Passage to read
================================

There is a limit of 200 locations in a request, and 55000 requests per hour. We’ll base our query on 100 positions in the chr22 VCF.
dr = which(width(rowRanges(r22))!=1)
r22s = r22[-dr]
res = vep_by_region(r22[1:100], snv_only=FALSE, chk_max=FALSE)
jans = toJSON(content(res))
There are various ways to work with the result of this query to the API. We’ll use the rjsoncons JSON processing infrastructure to dig in and understand aspects of the API behavior.
First, the top-level concepts produced for each variant can be retrieved using
## [1] "start" "seq_region_name"
## [3] "input" "allele_string"
## [5] "assembly_name" "most_severe_consequence"
## [7] "id" "end"
## [9] "transcript_consequences" "strand"
## [11] "colocated_variants" "regulatory_feature_consequences"
Annotation of the most severe consequence known will typically be of interest:
##
## 5_prime_UTR_variant intron_variant splice_region_variant
## 1 98 1
There is variability in the structure of data returned for each query.
## [[1]]
## consequence_terms impact regulatory_feature_id biotype variant_allele
## 1 regulato.... MODIFIER ENSR22_5.... CTCF_bin.... T
Furthermore, the content of the motif feature consequences field seems very peculiar.

================================

Problem to solve
Copy out the stretch of the passage on querying the variant annotation API from "jans = toJSON(content(res))" through "for each query.".

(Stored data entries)
================================

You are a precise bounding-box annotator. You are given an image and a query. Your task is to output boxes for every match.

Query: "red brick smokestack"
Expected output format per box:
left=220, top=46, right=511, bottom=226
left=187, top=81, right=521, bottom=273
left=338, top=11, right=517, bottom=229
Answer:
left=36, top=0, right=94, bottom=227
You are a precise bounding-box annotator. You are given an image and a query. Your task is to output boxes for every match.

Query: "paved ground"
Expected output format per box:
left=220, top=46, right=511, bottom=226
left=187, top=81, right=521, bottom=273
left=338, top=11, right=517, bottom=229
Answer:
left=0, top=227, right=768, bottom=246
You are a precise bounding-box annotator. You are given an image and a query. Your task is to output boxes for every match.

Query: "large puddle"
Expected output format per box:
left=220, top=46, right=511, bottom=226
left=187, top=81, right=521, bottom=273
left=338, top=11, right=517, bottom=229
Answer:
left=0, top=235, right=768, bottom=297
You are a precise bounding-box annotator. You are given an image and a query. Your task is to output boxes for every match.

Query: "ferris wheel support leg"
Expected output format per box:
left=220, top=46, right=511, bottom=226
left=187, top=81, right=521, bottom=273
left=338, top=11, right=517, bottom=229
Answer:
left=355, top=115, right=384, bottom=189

================================

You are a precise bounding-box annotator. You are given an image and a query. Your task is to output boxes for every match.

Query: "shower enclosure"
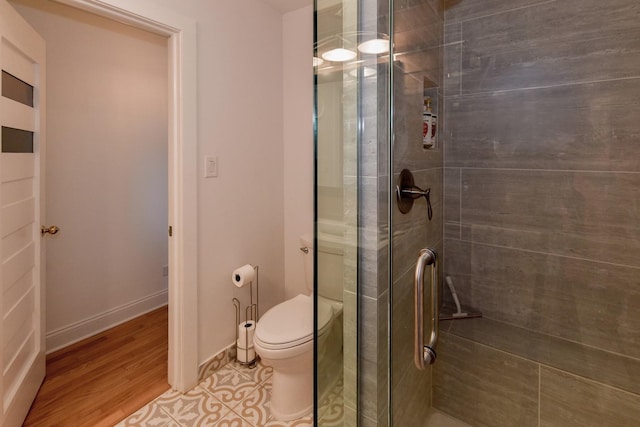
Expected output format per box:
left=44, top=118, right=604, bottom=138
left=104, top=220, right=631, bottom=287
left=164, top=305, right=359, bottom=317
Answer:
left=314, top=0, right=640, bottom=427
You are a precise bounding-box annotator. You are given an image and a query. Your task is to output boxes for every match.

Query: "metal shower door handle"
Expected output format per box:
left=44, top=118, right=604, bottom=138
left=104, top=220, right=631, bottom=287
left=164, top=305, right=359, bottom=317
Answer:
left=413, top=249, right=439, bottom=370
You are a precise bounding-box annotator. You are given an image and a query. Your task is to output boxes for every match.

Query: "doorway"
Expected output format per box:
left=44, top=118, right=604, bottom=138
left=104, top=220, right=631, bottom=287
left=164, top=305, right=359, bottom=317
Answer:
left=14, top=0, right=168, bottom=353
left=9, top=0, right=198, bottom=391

================================

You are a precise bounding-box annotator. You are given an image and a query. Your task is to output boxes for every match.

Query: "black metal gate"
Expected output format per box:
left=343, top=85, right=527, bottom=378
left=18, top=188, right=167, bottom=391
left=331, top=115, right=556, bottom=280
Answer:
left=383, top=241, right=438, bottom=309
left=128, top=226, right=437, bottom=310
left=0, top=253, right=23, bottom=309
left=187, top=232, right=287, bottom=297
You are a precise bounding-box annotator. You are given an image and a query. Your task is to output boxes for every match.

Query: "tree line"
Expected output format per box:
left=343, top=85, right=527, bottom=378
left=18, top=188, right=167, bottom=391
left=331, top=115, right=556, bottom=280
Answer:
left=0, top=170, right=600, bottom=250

================================

Solution for this task
jans = toJSON(content(res))
There are various ways to work with the result of this query to the API. We’ll use the rjsoncons JSON processing infrastructure to dig in and understand aspects of the API behavior.
First, the top-level concepts produced for each variant can be retrieved using
## [1] "start" "seq_region_name"
## [3] "input" "allele_string"
## [5] "assembly_name" "most_severe_consequence"
## [7] "id" "end"
## [9] "transcript_consequences" "strand"
## [11] "colocated_variants" "regulatory_feature_consequences"
Annotation of the most severe consequence known will typically be of interest:
##
## 5_prime_UTR_variant intron_variant splice_region_variant
## 1 98 1
There is variability in the structure of data returned for each query.